(Point localization data)
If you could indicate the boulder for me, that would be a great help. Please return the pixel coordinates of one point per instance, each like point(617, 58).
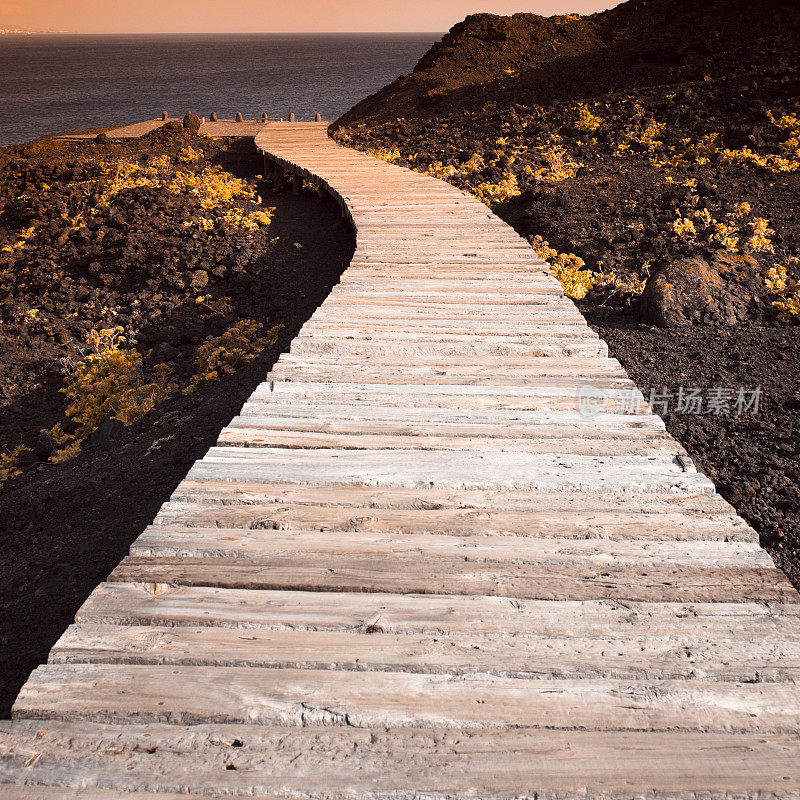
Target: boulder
point(696, 291)
point(191, 122)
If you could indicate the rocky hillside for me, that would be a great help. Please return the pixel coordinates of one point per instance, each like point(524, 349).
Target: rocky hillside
point(532, 59)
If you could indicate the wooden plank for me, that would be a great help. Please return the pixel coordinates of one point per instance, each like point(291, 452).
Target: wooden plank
point(194, 542)
point(667, 625)
point(414, 576)
point(309, 763)
point(471, 501)
point(534, 472)
point(316, 698)
point(664, 523)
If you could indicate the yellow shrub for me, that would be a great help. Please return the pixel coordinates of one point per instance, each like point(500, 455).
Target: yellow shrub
point(213, 186)
point(586, 121)
point(8, 464)
point(188, 155)
point(248, 221)
point(559, 165)
point(568, 268)
point(785, 289)
point(391, 155)
point(109, 383)
point(506, 188)
point(760, 239)
point(235, 348)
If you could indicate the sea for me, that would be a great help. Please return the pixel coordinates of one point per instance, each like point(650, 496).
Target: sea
point(55, 83)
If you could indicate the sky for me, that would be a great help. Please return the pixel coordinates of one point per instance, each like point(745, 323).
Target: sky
point(263, 16)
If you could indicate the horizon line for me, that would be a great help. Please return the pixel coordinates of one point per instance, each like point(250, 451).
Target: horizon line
point(216, 33)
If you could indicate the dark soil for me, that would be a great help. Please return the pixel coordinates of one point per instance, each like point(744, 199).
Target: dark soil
point(509, 88)
point(64, 527)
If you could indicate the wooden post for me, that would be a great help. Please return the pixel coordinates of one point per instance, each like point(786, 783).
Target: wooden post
point(278, 175)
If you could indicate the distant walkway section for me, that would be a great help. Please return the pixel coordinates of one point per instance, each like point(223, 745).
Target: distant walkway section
point(219, 128)
point(444, 551)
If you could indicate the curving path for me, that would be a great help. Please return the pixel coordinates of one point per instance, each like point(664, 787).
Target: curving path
point(413, 568)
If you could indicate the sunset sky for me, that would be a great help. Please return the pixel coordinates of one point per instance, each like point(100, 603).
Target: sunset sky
point(224, 16)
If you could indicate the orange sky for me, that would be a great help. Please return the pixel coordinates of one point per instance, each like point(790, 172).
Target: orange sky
point(223, 16)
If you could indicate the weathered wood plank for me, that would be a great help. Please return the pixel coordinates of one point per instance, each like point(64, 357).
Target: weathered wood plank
point(185, 695)
point(663, 624)
point(194, 542)
point(557, 523)
point(339, 763)
point(445, 652)
point(415, 576)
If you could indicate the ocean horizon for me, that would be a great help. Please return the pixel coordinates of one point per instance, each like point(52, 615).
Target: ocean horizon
point(58, 82)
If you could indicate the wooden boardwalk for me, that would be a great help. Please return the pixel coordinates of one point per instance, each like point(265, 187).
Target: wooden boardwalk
point(413, 568)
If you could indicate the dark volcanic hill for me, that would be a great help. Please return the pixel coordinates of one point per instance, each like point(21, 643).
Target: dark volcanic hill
point(527, 58)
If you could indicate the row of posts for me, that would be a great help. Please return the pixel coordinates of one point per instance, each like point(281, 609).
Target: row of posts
point(239, 118)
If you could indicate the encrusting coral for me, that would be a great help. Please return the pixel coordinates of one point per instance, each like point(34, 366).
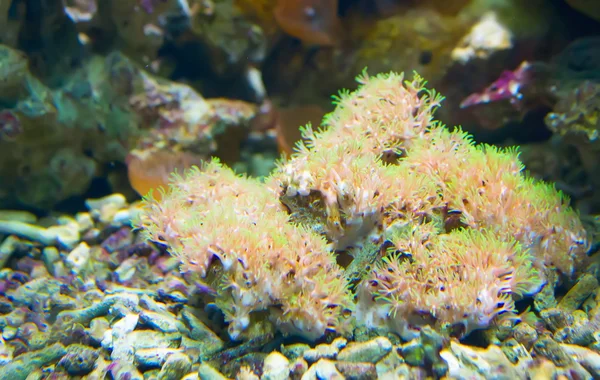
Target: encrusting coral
point(457, 231)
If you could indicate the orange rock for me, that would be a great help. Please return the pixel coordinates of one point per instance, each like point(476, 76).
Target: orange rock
point(314, 22)
point(151, 170)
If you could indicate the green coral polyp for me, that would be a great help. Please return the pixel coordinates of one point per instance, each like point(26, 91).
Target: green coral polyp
point(458, 231)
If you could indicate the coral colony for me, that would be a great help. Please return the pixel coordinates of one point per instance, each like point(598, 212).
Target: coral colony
point(450, 233)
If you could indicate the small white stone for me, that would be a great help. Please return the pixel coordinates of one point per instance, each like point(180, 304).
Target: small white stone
point(276, 367)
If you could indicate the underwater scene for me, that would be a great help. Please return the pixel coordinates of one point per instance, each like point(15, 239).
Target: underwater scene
point(299, 189)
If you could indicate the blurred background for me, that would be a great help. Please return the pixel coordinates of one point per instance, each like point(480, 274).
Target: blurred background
point(98, 97)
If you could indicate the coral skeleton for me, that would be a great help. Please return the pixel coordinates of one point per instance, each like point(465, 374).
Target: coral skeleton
point(457, 230)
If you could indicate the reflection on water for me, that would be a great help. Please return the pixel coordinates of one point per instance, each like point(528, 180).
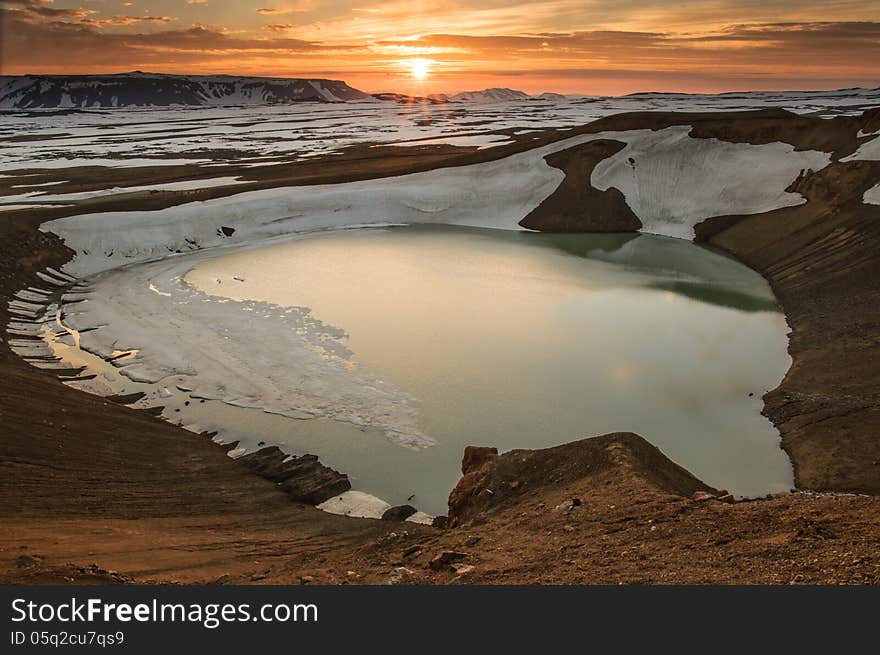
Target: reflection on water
point(526, 340)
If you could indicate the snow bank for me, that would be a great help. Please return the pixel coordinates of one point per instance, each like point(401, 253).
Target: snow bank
point(869, 150)
point(672, 181)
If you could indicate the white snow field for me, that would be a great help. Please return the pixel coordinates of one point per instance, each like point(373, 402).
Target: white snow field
point(131, 264)
point(676, 182)
point(48, 139)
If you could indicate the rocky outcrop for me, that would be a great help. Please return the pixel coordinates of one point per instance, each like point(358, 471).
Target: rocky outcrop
point(491, 481)
point(302, 478)
point(157, 90)
point(576, 206)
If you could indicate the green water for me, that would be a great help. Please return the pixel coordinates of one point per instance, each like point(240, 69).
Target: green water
point(524, 340)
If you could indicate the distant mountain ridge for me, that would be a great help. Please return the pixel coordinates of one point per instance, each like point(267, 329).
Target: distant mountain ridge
point(485, 96)
point(139, 89)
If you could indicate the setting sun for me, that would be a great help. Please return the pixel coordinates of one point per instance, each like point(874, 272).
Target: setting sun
point(419, 68)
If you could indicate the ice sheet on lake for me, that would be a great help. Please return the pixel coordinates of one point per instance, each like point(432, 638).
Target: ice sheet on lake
point(231, 350)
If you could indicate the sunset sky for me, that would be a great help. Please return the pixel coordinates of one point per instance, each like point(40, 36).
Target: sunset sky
point(412, 46)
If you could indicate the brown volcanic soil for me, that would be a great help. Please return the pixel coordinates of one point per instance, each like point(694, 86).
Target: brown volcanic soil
point(84, 480)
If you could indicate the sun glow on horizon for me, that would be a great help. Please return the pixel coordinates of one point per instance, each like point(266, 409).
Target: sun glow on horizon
point(419, 68)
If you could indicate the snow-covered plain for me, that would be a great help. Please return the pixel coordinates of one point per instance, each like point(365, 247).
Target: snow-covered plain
point(204, 135)
point(675, 182)
point(671, 181)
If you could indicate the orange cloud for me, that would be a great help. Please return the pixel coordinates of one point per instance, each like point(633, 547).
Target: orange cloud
point(537, 45)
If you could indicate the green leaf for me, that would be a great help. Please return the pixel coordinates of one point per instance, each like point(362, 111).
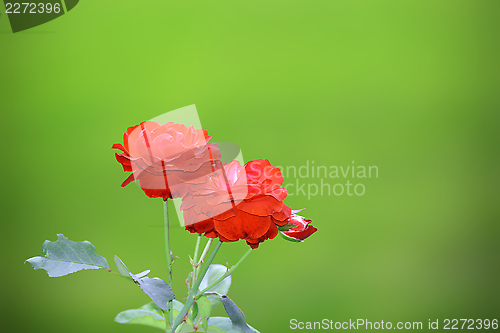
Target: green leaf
point(149, 314)
point(142, 317)
point(204, 309)
point(226, 325)
point(235, 314)
point(213, 329)
point(185, 328)
point(158, 290)
point(214, 272)
point(64, 256)
point(291, 239)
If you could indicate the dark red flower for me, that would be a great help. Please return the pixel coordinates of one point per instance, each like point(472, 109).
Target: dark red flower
point(302, 228)
point(238, 202)
point(163, 158)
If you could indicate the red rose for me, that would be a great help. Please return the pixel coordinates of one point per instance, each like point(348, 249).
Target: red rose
point(302, 229)
point(163, 158)
point(238, 202)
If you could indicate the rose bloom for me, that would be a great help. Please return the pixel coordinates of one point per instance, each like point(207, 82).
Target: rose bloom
point(302, 228)
point(163, 158)
point(238, 202)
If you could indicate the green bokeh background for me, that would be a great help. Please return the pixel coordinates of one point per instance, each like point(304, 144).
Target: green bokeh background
point(409, 86)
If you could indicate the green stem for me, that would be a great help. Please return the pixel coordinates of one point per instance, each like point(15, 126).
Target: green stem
point(229, 272)
point(203, 255)
point(191, 298)
point(195, 259)
point(168, 253)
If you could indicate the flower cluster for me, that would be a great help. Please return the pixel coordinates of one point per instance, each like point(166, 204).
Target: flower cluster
point(228, 201)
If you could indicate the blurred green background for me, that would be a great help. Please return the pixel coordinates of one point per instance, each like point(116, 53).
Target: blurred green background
point(409, 86)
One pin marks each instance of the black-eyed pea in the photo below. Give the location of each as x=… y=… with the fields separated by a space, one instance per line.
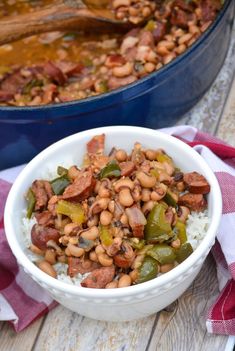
x=36 y=250
x=124 y=281
x=112 y=285
x=125 y=198
x=50 y=256
x=105 y=260
x=99 y=250
x=93 y=256
x=146 y=180
x=176 y=243
x=106 y=217
x=75 y=250
x=46 y=267
x=91 y=233
x=121 y=155
x=73 y=172
x=166 y=267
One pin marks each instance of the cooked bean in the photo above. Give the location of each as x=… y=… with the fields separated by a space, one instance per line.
x=124 y=281
x=112 y=285
x=123 y=71
x=47 y=268
x=124 y=182
x=91 y=233
x=166 y=267
x=105 y=260
x=146 y=180
x=121 y=155
x=75 y=250
x=73 y=172
x=106 y=217
x=125 y=197
x=50 y=256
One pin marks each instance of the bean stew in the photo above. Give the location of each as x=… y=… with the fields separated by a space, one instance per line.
x=60 y=67
x=121 y=217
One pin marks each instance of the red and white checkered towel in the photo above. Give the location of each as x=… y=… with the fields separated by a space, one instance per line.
x=22 y=300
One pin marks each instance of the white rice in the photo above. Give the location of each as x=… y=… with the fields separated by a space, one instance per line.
x=196 y=226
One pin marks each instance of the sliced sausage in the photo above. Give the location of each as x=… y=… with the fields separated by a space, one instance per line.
x=43 y=192
x=96 y=144
x=40 y=235
x=99 y=278
x=127 y=168
x=78 y=265
x=81 y=188
x=196 y=183
x=195 y=202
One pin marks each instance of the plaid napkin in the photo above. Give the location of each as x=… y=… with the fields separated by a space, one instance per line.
x=22 y=300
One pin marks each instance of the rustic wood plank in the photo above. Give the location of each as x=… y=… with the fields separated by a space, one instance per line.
x=226 y=128
x=181 y=327
x=23 y=341
x=68 y=331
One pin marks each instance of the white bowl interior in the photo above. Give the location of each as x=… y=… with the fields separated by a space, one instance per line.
x=70 y=151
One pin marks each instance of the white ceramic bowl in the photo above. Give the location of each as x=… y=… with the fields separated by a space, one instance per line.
x=113 y=304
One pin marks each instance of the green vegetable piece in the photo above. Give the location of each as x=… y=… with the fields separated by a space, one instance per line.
x=105 y=235
x=180 y=230
x=136 y=243
x=112 y=169
x=62 y=171
x=74 y=211
x=157 y=228
x=169 y=198
x=163 y=253
x=183 y=252
x=59 y=184
x=148 y=270
x=31 y=200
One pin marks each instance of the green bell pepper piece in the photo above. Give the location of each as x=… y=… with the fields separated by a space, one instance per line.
x=148 y=270
x=157 y=228
x=163 y=253
x=180 y=231
x=112 y=169
x=59 y=184
x=74 y=211
x=31 y=200
x=183 y=252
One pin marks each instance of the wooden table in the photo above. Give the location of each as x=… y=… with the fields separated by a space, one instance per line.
x=181 y=326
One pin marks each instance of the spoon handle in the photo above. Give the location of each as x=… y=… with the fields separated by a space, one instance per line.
x=53 y=18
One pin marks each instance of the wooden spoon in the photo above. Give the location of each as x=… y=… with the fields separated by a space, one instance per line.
x=65 y=15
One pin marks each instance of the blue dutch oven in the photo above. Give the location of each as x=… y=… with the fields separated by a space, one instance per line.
x=155 y=101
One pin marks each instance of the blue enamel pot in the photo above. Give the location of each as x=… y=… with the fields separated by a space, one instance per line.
x=155 y=101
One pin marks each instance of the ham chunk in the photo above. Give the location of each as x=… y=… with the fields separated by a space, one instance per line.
x=81 y=188
x=99 y=278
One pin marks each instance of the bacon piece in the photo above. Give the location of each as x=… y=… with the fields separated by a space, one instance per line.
x=54 y=73
x=99 y=278
x=127 y=168
x=81 y=188
x=137 y=221
x=96 y=144
x=77 y=265
x=45 y=218
x=40 y=235
x=195 y=202
x=196 y=183
x=43 y=192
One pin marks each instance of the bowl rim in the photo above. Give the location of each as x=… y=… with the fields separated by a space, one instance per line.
x=139 y=82
x=155 y=283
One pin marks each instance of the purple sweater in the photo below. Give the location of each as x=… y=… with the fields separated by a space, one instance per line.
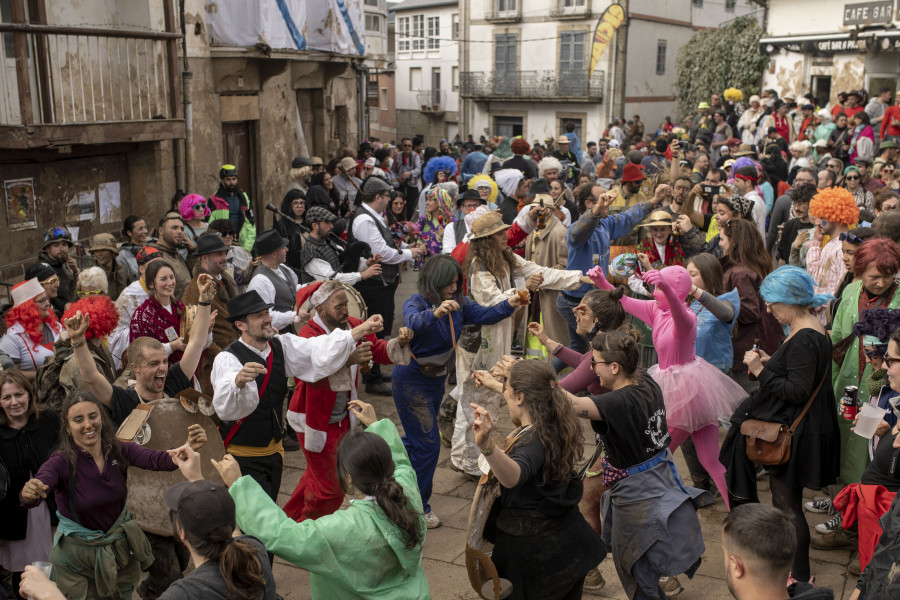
x=583 y=377
x=99 y=498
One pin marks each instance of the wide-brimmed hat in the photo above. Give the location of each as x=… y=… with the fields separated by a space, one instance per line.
x=245 y=304
x=268 y=242
x=632 y=172
x=207 y=244
x=660 y=218
x=470 y=195
x=104 y=241
x=488 y=224
x=25 y=291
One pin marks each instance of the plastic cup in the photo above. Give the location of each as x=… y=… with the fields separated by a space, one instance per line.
x=870 y=416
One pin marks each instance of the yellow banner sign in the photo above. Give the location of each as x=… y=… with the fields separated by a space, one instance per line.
x=606 y=28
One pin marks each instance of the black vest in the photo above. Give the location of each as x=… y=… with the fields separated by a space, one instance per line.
x=388 y=272
x=265 y=423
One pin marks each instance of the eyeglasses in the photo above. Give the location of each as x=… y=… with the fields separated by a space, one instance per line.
x=875 y=352
x=849 y=237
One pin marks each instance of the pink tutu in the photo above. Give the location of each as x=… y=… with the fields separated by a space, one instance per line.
x=696 y=394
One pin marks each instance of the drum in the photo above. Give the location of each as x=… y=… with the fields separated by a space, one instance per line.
x=355 y=305
x=161 y=425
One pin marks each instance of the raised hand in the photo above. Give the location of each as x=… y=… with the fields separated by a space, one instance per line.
x=599 y=279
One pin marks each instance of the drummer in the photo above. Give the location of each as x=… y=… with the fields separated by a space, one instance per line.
x=318 y=411
x=155 y=379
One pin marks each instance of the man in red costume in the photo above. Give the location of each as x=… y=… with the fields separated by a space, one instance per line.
x=318 y=411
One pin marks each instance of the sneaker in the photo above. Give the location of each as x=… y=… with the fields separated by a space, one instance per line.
x=830 y=525
x=671 y=586
x=432 y=521
x=823 y=505
x=594 y=581
x=836 y=540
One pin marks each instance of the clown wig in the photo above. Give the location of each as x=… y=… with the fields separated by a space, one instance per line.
x=104 y=316
x=835 y=205
x=186 y=206
x=28 y=315
x=439 y=163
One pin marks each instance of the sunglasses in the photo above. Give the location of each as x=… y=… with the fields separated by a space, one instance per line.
x=849 y=237
x=875 y=352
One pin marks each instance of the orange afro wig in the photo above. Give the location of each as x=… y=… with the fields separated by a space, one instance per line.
x=102 y=311
x=835 y=205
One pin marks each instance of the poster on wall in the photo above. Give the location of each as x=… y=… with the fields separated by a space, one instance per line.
x=81 y=207
x=20 y=204
x=110 y=202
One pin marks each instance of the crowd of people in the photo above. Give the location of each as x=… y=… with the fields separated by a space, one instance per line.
x=735 y=273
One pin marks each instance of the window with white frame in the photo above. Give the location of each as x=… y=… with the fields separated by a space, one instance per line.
x=403 y=34
x=434 y=32
x=418 y=32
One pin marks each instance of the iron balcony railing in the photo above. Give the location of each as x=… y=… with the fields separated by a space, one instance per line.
x=530 y=85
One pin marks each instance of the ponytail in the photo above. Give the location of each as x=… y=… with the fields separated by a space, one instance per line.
x=237 y=559
x=366 y=459
x=390 y=497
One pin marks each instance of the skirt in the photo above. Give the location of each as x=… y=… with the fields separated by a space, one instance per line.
x=696 y=394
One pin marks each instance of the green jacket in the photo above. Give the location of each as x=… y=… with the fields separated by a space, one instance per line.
x=353 y=553
x=854 y=449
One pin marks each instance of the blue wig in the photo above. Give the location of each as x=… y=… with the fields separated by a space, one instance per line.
x=792 y=285
x=439 y=163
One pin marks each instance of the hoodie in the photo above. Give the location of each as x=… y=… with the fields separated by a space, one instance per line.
x=357 y=553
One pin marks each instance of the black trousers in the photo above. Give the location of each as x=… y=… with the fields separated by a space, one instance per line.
x=379 y=299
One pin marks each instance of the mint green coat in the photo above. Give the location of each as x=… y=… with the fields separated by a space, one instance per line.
x=355 y=553
x=854 y=449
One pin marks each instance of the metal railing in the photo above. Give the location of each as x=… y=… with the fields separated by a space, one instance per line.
x=431 y=100
x=533 y=84
x=67 y=75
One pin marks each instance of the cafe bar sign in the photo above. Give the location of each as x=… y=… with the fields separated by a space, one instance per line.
x=869 y=13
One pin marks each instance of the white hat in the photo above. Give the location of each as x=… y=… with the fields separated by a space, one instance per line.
x=25 y=291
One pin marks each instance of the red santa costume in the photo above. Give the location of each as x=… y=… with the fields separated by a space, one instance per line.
x=318 y=412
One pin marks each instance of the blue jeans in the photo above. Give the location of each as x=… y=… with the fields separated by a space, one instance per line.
x=576 y=342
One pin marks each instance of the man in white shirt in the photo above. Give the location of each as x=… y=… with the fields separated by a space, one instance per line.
x=274 y=281
x=745 y=180
x=250 y=382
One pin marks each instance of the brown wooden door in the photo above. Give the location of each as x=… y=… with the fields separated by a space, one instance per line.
x=238 y=149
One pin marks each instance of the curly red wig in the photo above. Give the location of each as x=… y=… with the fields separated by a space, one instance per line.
x=520 y=146
x=881 y=252
x=28 y=314
x=103 y=313
x=836 y=205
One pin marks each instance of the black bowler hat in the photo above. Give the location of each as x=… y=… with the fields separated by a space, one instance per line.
x=469 y=195
x=209 y=243
x=245 y=304
x=268 y=242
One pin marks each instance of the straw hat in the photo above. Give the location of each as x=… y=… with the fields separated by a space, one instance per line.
x=486 y=225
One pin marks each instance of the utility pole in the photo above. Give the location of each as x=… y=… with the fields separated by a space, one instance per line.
x=621 y=55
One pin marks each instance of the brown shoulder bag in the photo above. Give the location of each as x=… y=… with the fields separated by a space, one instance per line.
x=770 y=443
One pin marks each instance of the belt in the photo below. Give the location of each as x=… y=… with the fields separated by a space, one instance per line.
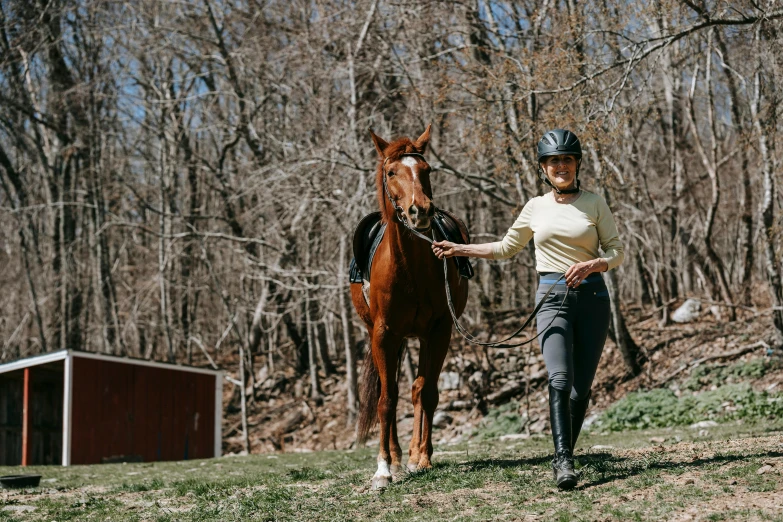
x=592 y=278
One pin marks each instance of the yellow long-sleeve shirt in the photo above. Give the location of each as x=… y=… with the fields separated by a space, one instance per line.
x=564 y=234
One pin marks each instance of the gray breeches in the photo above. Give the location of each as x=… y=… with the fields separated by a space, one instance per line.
x=572 y=345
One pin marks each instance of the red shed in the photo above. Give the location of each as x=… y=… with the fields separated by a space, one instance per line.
x=74 y=407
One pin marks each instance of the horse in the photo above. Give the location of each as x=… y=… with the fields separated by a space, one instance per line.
x=407 y=300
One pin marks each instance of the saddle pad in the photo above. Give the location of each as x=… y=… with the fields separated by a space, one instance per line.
x=369 y=233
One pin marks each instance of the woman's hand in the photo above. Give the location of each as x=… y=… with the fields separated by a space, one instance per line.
x=578 y=272
x=444 y=249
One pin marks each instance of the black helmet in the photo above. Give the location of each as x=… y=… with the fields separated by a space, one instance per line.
x=557 y=142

PROMPT: The line with "If you could indicate the rocky hillside" marks the end: restate word for word every line from the top of the data through that one, omitting pictures.

THE ANSWER:
If you could indicate the boulder for me, that would be a great help. Please return the pixel coordinates of one point per instance, each like point(617, 58).
Target: boulder
point(696, 291)
point(191, 122)
If you could indicate the rocky hillside for me, that would be a great help. Please return the pixel coordinates of one point per instance, each like point(524, 349).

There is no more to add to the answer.